#### Wybrany fragment:
* * *

W przyszłym tygodniu szpital tymczasowy w MCK będzie gotowy. Postępowi prac przyglądał się wojewoda śląski. Idą zgodnie z planem i placówka powinna ruszyć jeszcze w listopadzie.
Znajdzie się tam 500 łóżek dla pacjentów covidowych, w tym 100 łóżek respiratorowych. Nowy szpital w założeniu ma odciążyć inne placówki opieki zdrowotnej.
„Ma z jednej strony odciążyć system, a z drugiej strony – jeżeli będzie taka potrzeba – przyjmować pacjentów na bieżąco, tak, aby nikt z obywateli województwa śląskiego, który będzie potrzebował wsparcia medycznego, bez tej pomocy nie pozostał – mówił w MCK wojewoda Jarosław Wieczorek. – „Wszystko idzie zgodnie z harmonogramem, postęp prac przebiega zgodnie z założeniami i jeżeli nic się wyjątkowego nie wydarzy, żadne obiektywne okoliczności nie zaistnieją, to przyszły tydzień powinien być tym tygodniem, kiedy będzie gotowość do przyjęcia pierwszego pacjenta w tym obiekcie” – zapowiedział wojewoda.
W hali MCK wydzielono boksy. Te będą funkcjonować jak oddziały. Podłączono instalację tlenową, testowana będzie wentylacja, działa też instalacja sprężonego powietrza.

* * *

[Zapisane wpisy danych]
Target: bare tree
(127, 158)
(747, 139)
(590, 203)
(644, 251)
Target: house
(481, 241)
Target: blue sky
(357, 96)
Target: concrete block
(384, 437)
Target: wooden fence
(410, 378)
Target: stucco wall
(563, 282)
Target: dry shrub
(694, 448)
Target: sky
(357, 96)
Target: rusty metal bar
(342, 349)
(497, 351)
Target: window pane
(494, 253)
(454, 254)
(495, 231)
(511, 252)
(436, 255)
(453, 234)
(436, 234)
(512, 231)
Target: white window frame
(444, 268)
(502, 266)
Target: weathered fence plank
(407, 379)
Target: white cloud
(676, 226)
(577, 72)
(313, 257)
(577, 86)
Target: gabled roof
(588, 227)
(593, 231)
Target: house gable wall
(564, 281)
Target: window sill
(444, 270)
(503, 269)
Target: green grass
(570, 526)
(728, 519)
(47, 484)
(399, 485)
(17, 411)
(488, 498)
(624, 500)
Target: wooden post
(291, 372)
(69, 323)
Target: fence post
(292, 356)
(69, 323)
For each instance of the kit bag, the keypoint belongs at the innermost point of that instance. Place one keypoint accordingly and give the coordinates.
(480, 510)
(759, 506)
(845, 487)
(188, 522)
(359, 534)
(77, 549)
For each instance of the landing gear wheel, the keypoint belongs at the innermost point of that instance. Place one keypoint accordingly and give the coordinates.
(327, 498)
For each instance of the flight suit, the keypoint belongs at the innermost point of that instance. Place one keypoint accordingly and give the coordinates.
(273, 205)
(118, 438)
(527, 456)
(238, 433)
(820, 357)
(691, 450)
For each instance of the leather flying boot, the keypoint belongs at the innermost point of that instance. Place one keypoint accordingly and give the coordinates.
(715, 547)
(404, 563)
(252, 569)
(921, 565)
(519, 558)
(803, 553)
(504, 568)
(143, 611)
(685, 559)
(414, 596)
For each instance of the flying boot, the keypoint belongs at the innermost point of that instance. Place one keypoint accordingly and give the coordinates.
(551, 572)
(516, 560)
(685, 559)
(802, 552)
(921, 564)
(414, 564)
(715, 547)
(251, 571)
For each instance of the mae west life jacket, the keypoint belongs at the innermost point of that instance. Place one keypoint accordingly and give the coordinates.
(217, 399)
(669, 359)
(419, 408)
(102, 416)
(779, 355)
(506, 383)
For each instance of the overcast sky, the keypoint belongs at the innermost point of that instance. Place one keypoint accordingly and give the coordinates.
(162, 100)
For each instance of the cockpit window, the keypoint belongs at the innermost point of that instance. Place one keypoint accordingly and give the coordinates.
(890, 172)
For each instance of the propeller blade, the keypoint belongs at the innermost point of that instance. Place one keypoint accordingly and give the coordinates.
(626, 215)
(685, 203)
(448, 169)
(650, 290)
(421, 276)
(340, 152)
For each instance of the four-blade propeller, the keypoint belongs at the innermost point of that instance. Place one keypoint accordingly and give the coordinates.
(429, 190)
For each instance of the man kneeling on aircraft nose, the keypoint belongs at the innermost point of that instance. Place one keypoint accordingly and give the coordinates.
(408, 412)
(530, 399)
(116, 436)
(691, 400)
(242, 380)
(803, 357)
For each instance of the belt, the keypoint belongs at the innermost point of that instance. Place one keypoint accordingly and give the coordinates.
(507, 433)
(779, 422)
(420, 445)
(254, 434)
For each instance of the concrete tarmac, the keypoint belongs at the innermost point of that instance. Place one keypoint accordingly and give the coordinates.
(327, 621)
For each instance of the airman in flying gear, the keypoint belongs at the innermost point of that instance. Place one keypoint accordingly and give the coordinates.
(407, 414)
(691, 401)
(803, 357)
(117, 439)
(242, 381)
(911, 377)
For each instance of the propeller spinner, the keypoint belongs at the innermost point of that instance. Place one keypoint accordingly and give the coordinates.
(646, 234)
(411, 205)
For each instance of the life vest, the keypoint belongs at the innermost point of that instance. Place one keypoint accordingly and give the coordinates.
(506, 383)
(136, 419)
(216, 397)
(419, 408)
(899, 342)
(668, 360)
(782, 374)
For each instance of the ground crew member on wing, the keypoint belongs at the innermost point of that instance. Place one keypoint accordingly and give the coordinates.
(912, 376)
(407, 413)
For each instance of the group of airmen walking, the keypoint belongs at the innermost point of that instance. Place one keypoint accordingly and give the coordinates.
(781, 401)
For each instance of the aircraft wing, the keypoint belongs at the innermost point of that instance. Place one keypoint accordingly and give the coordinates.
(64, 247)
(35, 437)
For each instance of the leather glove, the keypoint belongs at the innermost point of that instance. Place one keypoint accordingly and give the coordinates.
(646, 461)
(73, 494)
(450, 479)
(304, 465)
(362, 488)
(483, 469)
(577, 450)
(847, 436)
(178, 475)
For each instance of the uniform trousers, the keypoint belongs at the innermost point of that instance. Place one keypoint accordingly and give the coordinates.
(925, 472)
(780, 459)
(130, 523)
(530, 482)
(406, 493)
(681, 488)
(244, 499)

* * *

#### Pytania do tekstu:
(a) Odpowiedz krótko na pytania dotyczące tekstu o szpitalu tymczasowym w MCK.
(i) Ile łóżek respiratorowych znajdzie się w nowym szpitalu?
(ii) Jak nazywa się wojewoda, który mówił w MCK o postępie prac?
(iii) Jak będą funkcjonować boksy wydzielone w hali MCK?
(b) Proszę podjąć tekst o szpitalu tymczasowym w MCK od miejsca, w którym się kończy, i dopisać jego dalszy ciąg.

#### Odpowiedzi do zadań:
(a)
(i) 100.
(ii) Jarosław Wieczorek.
(iii) Jak oddziały.

(b)
„W momencie kiedy dokonamy odbiorów technicznych, sprzęt medyczny będzie umiejscawiany na miejscach docelowych” – relacjonował przygotowania do uruchomienia szpitala tymczasowego dyrektor szpitala MSWiA w Katowicach dr n. med. Piotr Grazda, koordynujący prace, a w późniejszym czasie również funkcjonowanie placówki.
W MCK powstają też obecnie gabinety zabiegowe mające służyć do diagnostyki oraz wykonywania prostych zabiegów. Zgodnie z zapowiedzią dyrektora szpitala, mają one znajdować się w części OIOM-owej, po to, aby czas reakcji i pomocy pacjentowi był jak najszybszy.
Wykonanych zostało już około 70% prac budowlanych. W najbliższych dniach odbywać się będzie testowanie sprzętu, a następnie szkolenia dla personelu. Do pracy w szpitalu tymczasowym w MCK zgłosiło się do tej pory w sumie ponad 500 osób.